**ZU ERLEDIGENDE AUFGABE 1**
Gegen welches Land könnte Cham laut dem Textauszug über Cham sein Debüt für das A-Team geben?
**ZU ERLEDIGENDE AUFGABE 2**
Prüfen Sie, ob die folgenden Aussagen mit dem Textauszug über Cham übereinstimmen. Antworten Sie jeweils mit Ja oder Nein und zitieren Sie wörtlich die entscheidenden Worte des Textes: (a) Cham bezeichnet sich selbst als Straßenkicker. (b) Cham nennt das Spielen als das Wichtigste für ihn in diesem Lehrgang. (c) Cham zeigt sich mit Blick auf ein mögliches Debüt nervös.

Cham will "Schwung" ins ÖFB-Team bringen
Dort könnte er ausgerechnet beim Spiel gegen seine aktuelle Wahlheimat Frankreich das Debüt für das A-Team geben. Cham gibt sich in dieser Hinsicht aber noch entspannt: "Natürlich bin ich hier, um am Ende des Tages auch zu spielen, aber es ist für mich einfach sehr wichtig, dass ich meine Zeit hier mit diesen Mitspielern genieße. Ich will auch viel mitnehmen vom Trainer, weil er mir für meine weitere Entwicklung einiges mitgeben kann und das ist in diesem Lehrgang das Wichtigste für mich."
Ich denke, dass ich auf jeden Fall einen gewissen Schwung reinbringen kann. Ich bin nun mal ein Straßenkicker und agiere dadurch etwas frecher.

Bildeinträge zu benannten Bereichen
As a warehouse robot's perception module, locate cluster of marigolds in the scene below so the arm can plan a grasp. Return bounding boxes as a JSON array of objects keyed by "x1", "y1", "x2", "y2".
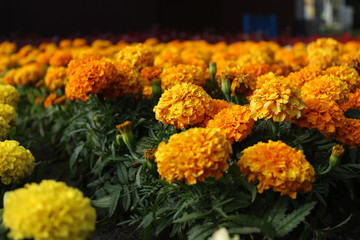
[{"x1": 0, "y1": 38, "x2": 360, "y2": 240}]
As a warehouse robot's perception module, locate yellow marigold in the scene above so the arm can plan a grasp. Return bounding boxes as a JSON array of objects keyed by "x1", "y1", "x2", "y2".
[
  {"x1": 301, "y1": 75, "x2": 350, "y2": 104},
  {"x1": 250, "y1": 79, "x2": 304, "y2": 122},
  {"x1": 155, "y1": 128, "x2": 232, "y2": 185},
  {"x1": 0, "y1": 84, "x2": 20, "y2": 107},
  {"x1": 334, "y1": 118, "x2": 360, "y2": 148},
  {"x1": 49, "y1": 50, "x2": 72, "y2": 67},
  {"x1": 115, "y1": 43, "x2": 154, "y2": 70},
  {"x1": 324, "y1": 66, "x2": 360, "y2": 92},
  {"x1": 141, "y1": 67, "x2": 162, "y2": 85},
  {"x1": 160, "y1": 64, "x2": 206, "y2": 89},
  {"x1": 237, "y1": 140, "x2": 315, "y2": 199},
  {"x1": 13, "y1": 63, "x2": 46, "y2": 85},
  {"x1": 340, "y1": 88, "x2": 360, "y2": 112},
  {"x1": 154, "y1": 83, "x2": 214, "y2": 128},
  {"x1": 0, "y1": 140, "x2": 35, "y2": 185},
  {"x1": 294, "y1": 97, "x2": 345, "y2": 137},
  {"x1": 0, "y1": 103, "x2": 16, "y2": 126},
  {"x1": 206, "y1": 105, "x2": 255, "y2": 142},
  {"x1": 103, "y1": 63, "x2": 144, "y2": 98},
  {"x1": 284, "y1": 65, "x2": 323, "y2": 88},
  {"x1": 307, "y1": 38, "x2": 344, "y2": 68},
  {"x1": 44, "y1": 66, "x2": 68, "y2": 91},
  {"x1": 0, "y1": 117, "x2": 10, "y2": 141},
  {"x1": 3, "y1": 180, "x2": 96, "y2": 240},
  {"x1": 65, "y1": 56, "x2": 117, "y2": 101}
]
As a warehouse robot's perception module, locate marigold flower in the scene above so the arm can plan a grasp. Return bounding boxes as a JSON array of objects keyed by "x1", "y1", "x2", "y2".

**ERGEBNIS DER AUFGABE 1**
Gegen Frankreich, seine aktuelle Wahlheimat.

**ERGEBNIS DER AUFGABE 2**
(a) Ja: „Ich bin nun mal ein Straßenkicker“
(b) Nein: „Ich will auch viel mitnehmen vom Trainer, weil er mir für meine weitere Entwicklung einiges mitgeben kann und das ist in diesem Lehrgang das Wichtigste für mich.“
(c) Nein: „Cham gibt sich in dieser Hinsicht aber noch entspannt“